--- Begin ---
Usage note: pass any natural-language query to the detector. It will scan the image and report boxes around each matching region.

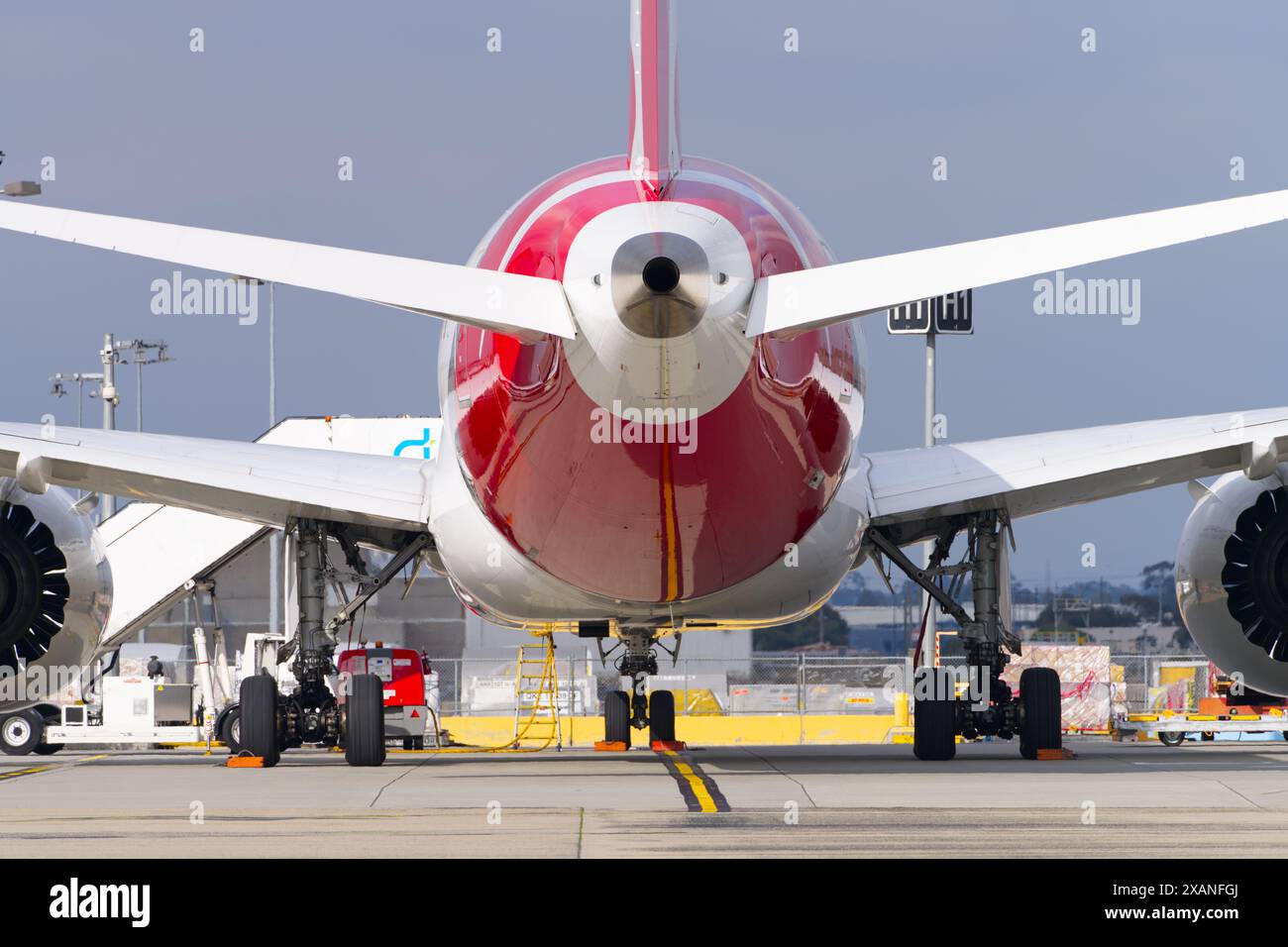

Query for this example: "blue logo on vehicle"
--- End ---
--- Begin ---
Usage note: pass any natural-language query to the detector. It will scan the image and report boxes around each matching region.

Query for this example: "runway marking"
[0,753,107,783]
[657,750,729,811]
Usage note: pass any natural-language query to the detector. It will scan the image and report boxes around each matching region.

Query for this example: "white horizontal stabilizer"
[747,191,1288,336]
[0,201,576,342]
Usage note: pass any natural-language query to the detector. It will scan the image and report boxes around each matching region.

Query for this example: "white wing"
--- End ---
--- Begin ---
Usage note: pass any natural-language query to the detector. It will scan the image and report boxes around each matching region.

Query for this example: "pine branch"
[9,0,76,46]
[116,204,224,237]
--- End ---
▶ **WHAT TO DO**
Please pull out every line of the records that contains the word "white". Case counts.

▶ **WRITTEN SOLUTION**
Query for this example: "white horizontal stabilizer"
Query for this example: "white wing"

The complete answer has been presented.